▶ _Stated goal_
Copy out in full each of the lines below that contains the word "dark".

------ Source records ------

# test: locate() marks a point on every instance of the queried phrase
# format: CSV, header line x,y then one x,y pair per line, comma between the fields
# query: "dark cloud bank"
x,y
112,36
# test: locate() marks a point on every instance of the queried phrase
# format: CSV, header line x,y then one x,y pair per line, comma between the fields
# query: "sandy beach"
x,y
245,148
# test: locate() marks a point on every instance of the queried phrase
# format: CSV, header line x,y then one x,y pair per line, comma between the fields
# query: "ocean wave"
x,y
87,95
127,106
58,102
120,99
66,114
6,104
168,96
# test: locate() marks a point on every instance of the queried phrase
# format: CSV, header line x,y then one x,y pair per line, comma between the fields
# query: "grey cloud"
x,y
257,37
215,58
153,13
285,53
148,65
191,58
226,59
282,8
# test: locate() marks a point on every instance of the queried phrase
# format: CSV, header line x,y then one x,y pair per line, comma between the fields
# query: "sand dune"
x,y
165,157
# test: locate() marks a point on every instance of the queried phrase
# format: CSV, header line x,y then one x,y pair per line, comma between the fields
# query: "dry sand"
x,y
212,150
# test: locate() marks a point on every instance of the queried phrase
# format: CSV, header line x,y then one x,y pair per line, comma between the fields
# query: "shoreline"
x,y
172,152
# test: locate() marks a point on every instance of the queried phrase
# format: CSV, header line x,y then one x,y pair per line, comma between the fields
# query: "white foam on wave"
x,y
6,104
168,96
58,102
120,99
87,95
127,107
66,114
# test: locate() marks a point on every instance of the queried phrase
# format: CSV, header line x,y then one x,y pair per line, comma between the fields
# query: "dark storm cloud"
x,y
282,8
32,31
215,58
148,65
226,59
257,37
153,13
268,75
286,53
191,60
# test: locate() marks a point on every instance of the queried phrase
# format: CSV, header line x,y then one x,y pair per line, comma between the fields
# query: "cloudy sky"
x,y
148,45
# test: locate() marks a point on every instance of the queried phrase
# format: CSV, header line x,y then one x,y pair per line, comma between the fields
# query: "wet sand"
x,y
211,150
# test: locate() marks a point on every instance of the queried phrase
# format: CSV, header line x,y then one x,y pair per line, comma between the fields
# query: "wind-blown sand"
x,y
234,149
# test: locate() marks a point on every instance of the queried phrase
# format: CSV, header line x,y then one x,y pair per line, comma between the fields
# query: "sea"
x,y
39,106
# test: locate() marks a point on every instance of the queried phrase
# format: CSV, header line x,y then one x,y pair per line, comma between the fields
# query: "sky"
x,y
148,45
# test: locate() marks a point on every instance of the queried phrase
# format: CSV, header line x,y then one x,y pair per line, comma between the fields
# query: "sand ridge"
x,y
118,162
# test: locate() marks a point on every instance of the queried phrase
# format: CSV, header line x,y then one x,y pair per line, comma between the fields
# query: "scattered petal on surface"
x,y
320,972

------

▶ _The reply_
# query: "dark cloud bank"
# query: "dark storm cloud"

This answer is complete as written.